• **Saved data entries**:
"""

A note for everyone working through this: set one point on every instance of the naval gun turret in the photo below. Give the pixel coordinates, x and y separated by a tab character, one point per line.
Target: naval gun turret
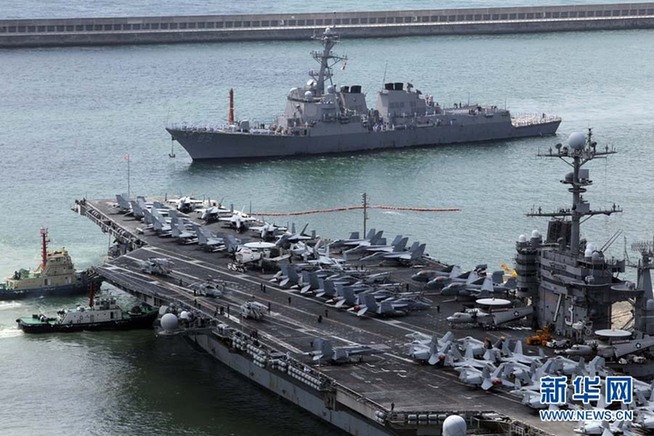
570	281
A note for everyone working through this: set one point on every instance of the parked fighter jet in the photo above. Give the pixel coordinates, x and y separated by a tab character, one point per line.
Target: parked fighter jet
483	378
427	348
323	350
123	204
267	231
355	240
209	242
157	266
239	221
187	204
184	236
425	276
370	305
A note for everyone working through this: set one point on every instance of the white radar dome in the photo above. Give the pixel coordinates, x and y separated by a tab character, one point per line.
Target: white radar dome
454	425
577	140
169	322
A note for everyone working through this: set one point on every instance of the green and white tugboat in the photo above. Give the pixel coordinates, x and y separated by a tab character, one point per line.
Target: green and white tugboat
55	275
102	314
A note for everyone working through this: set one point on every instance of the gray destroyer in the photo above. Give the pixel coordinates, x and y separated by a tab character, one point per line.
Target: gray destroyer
321	119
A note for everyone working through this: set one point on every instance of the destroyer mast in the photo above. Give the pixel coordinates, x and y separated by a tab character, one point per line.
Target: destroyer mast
326	59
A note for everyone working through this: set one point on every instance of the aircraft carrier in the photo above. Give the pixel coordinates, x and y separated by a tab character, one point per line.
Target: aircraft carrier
382	393
386	390
321	119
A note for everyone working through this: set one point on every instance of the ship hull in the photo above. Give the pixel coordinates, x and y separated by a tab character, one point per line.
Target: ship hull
80	288
32	325
203	144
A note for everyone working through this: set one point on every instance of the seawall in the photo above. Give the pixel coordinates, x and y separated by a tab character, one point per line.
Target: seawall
377	24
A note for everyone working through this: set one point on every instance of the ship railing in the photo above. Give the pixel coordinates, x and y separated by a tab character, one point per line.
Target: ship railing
530	119
267	130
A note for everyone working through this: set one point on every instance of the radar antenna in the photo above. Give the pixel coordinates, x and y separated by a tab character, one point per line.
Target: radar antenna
580	150
326	59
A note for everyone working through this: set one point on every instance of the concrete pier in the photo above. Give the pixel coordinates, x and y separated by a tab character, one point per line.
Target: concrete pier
375	24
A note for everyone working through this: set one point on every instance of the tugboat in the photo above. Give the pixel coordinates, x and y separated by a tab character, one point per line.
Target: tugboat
103	314
55	275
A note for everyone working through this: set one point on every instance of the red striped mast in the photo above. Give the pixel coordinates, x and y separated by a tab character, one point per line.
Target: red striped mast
44	248
231	107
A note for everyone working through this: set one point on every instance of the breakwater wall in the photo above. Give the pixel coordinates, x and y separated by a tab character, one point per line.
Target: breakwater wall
377	24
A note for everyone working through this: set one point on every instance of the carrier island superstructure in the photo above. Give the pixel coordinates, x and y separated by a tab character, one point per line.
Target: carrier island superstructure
571	283
321	118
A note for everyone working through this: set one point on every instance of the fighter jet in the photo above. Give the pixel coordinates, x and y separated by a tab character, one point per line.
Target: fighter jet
239	221
187	204
181	234
427	348
157	266
267	231
370	305
122	204
323	350
425	276
354	240
209	242
293	237
485	378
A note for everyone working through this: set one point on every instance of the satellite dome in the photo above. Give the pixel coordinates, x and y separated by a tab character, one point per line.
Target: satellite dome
576	140
454	425
169	322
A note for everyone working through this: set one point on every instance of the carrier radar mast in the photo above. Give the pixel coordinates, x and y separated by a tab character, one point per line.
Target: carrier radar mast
326	59
578	152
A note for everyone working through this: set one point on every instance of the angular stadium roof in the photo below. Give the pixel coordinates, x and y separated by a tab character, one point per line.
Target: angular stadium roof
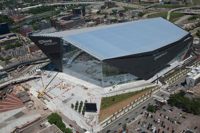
112	41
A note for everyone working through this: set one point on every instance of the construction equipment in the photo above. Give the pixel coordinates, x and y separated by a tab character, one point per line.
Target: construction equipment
42	93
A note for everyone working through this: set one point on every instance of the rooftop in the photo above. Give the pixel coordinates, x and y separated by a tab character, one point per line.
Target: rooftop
116	40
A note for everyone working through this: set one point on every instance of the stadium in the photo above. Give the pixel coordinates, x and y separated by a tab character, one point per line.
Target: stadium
117	53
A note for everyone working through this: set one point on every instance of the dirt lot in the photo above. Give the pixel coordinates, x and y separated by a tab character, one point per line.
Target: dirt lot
106	112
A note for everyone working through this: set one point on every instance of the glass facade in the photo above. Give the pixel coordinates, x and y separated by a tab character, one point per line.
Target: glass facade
82	65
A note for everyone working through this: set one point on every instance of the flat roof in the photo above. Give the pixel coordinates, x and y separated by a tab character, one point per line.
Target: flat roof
116	40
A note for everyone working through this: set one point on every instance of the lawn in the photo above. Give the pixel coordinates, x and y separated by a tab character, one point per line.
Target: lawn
196	2
110	105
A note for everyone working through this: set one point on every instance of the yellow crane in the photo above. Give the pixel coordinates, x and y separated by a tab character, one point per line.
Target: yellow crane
42	92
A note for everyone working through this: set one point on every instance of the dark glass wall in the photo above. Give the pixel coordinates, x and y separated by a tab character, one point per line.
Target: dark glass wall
52	47
146	65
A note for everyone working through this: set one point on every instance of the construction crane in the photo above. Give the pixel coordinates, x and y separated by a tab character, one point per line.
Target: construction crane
42	92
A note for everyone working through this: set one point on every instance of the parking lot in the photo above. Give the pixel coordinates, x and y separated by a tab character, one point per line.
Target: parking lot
166	120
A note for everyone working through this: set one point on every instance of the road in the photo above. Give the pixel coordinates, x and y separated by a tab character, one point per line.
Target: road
128	118
180	8
60	4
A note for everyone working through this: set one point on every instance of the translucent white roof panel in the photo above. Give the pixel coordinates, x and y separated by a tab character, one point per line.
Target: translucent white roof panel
123	39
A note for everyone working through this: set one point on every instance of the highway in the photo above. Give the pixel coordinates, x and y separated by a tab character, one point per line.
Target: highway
60	4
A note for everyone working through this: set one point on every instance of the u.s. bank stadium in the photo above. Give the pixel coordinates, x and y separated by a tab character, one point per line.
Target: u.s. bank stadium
117	53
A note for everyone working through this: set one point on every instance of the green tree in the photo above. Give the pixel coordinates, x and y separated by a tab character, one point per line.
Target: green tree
76	105
151	109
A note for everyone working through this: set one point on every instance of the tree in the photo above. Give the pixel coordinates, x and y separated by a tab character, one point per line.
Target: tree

"""

Reproduce all of the material above verbatim, from the first line to the last, leaving out the pictures.

A note for everyone working through this: set one point on every instance of the naval gun turret in the photo below. Give the pixel coordinates, x and y separated by a tab character, one point per line.
Target: naval gun turret
570	281
A note for everyone working through this: set one point on every instance of the parked fighter jet in the photo above. Give the pixel coordinates, x and y separated by a tab character, one point per line.
Target: parked fighter jet
483	378
427	348
323	350
123	204
267	231
355	240
209	242
157	266
239	221
187	204
184	236
425	276
370	305
A note for everyone working through this: set one point on every instance of the white radar dome in the photo above. Give the pixel coordinates, x and y separated by a tab character, one point per line.
Target: white radar dome
454	425
577	140
169	322
A note for everyone working through this: set one point on every instance of the green and white tugboat in the photo above. Give the pixel coordinates, x and y separated by a tab character, one point per line.
Target: green and white tugboat
55	275
102	314
A note for everyone working through this: set one point on every instance of the gray destroyer in the photo above. Give the pixel coordinates, x and y separated by a tab character, one point per line.
Target: gray destroyer
321	119
A note for everyone working through this: set one point on every instance of the destroyer mast in the photo above. Give the pixel coordinates, x and y separated by a tab character, one point per line.
Target: destroyer mast
326	59
A note for everyone working through this: set one point on every instance of the aircraft carrier in the photo above. Give the pixel coordinates, x and y separated by a tab character, one point per line.
Target: aircraft carrier
382	393
386	390
321	119
A note for everyone working through this: set one point on every instance of the ship hull in the photo above. Give the pixel coordinates, x and y separated by a tab character, one point per line.
Target: ship hull
80	288
32	325
203	144
A note for everyone working through this: set one point on every instance of the seawall in the photo above. Give the pixel coordinates, x and y separated by a tab character, one point per line.
Target: seawall
377	24
A note for everyone working through this: set one point on every instance of the ship railing in the photo above. Give the pixel coordinates, x and y separated by a tab character, one point per line.
Target: ship railing
530	119
267	130
A note for everyone working through this: set one point on every instance of the radar antenna in the photo above. Give the pixel coordinates, x and y separated by a tab character, one point per line.
Target: radar antenna
580	150
326	59
A note for everyone working through this: set one point on every instance of the concrete pier in the photo above. Give the pixel coordinates, x and y separated by a tab character, one point per line.
Target: concrete pier
375	24
A note for everyone working through this: set one point on every instance of the tugboat in the photo above. Give the pixel coordinates, x and y separated by a tab character, one point per line.
Target: tugboat
103	314
55	275
A note for everyone working through this: set one point on every instance of the red striped mast in the photo above. Give the pixel coordinates, x and y separated by a tab character, one point per line.
Target: red striped mast
44	248
231	107
A note for everyone working through this: set one point on every instance of the breakwater wall in the photo above. Give the pixel coordinates, x and y separated by a tab character, one point per line.
Target: breakwater wall
377	24
A note for everyone working through this: set one point on every instance of the carrier island superstructure in the photo above. Give the pixel coordinates, x and y separated by a tab character, one point per line.
Target: carrier island superstructure
571	283
321	118
A note for everyone working through this: set one point on every instance of the fighter jet in the photo above. Give the pixel coordinates, x and y separated by a tab character, one point per line.
Target: fighter jet
239	221
187	204
181	234
427	348
157	266
267	231
370	305
122	204
323	350
425	276
354	240
209	242
293	237
485	378
A note for everyone working through this: set one point on every instance of the satellite dome in the photo above. Give the pixel coordinates, x and y separated by a tab character, one point per line.
Target: satellite dome
576	140
454	425
169	322
A note for everyone working through this: set one point on every instance of the carrier radar mast in the photo above. Give the pixel coordinates, x and y separated by a tab character, one point per line.
Target: carrier radar mast
326	59
578	152
A note for everyone working through this: set one point on every instance of the angular stadium roof in the photo below. Give the pixel coordinates, x and y separated by a tab character, one point per line.
Target: angular stadium roof
112	41
A note for everyone working through this: set one point on every instance of the construction equipment in the photo above. Give the pixel coordinates, x and y separated by a tab character, one point per line.
Target: construction equipment
42	93
A note for everyone working through this: set one point on every instance of the rooftop in the photo above. Give the pixel coordinates, x and y separated by a tab character, one point per line.
Target: rooftop
116	40
A note for everyone working through this: set one point on every instance of the stadium in the photo above. Give the pixel coordinates, x and y separated by a tab character, one point per line.
Target: stadium
117	53
A note for everyone working through this: set one point on every instance of the dirt lot in the photo above. Give the pixel coordinates, x and y separated by a tab character, one point per line.
Target: dirt lot
106	112
A note for everyone working through this: set one point on every instance of the glass facade in the photo above. Give the pixel coordinates, x and y separated by a tab character, one point per line.
Target: glass facade
82	65
A note for everyone working through this: set one point on every instance of the flat roof in the photo above. Give the pixel coordinates, x and y separated by a tab character, one point per line.
Target: flat roof
116	40
A note for everyone working through this: set one point on every instance of the lawn in the photo above. Give the pixel coordinates, x and y separated by a tab character, one point per line.
Target: lawn
196	2
110	105
A note for everyone working through this: set one point on every instance of the yellow crane in the photo above. Give the pixel coordinates, x and y separated by a tab character, one point per line.
Target: yellow crane
42	92
A note for everyone working through this: set one point on every instance of the dark glass wall in the photo above. Give the pixel coordinates, x and y separated by a tab character, one point per line.
Target: dark glass wall
52	47
146	65
A note for everyone working through this: set one point on every instance of the construction crane in the photo above. Give the pixel coordinates, x and y separated by a tab character, one point per line.
Target: construction crane
42	92
A note for everyone working through this: set one point on every instance of the parking lot in the photo above. Give the pixel coordinates, x and y separated by a tab character, one point per line.
Target: parking lot
166	120
A note for everyone working through this: set one point on every instance of the road in the photo above. Give the pixel coordinates, x and y separated by a tab character, one point per line.
Target: road
128	118
180	8
60	4
A note for everyone working through this: set one point on every instance of the translucent white roof panel in the photo above. Give the pixel coordinates, x and y separated by a tab character, one point per line.
Target: translucent white roof panel
123	39
A note for everyone working through this: set one point on every instance of the highway in the photo above. Give the pixel coordinates, x and y separated by a tab character, one point per line.
Target: highway
60	4
A note for everyone working through this: set one point on every instance of the u.s. bank stadium in the photo above. Give the pixel coordinates, x and y separated by a tab character, one point per line.
Target: u.s. bank stadium
117	53
A note for everyone working through this: set one point on every instance of the green tree in the photo above. Give the pixel coordinates, x and y separated by a tab character, one point per line.
Target: green tree
76	105
151	109
A note for everyone working through this: set one point on every instance of the tree in the photo above. Give the pixel coordinates, x and y separated by a tab character, one point per line.
Target: tree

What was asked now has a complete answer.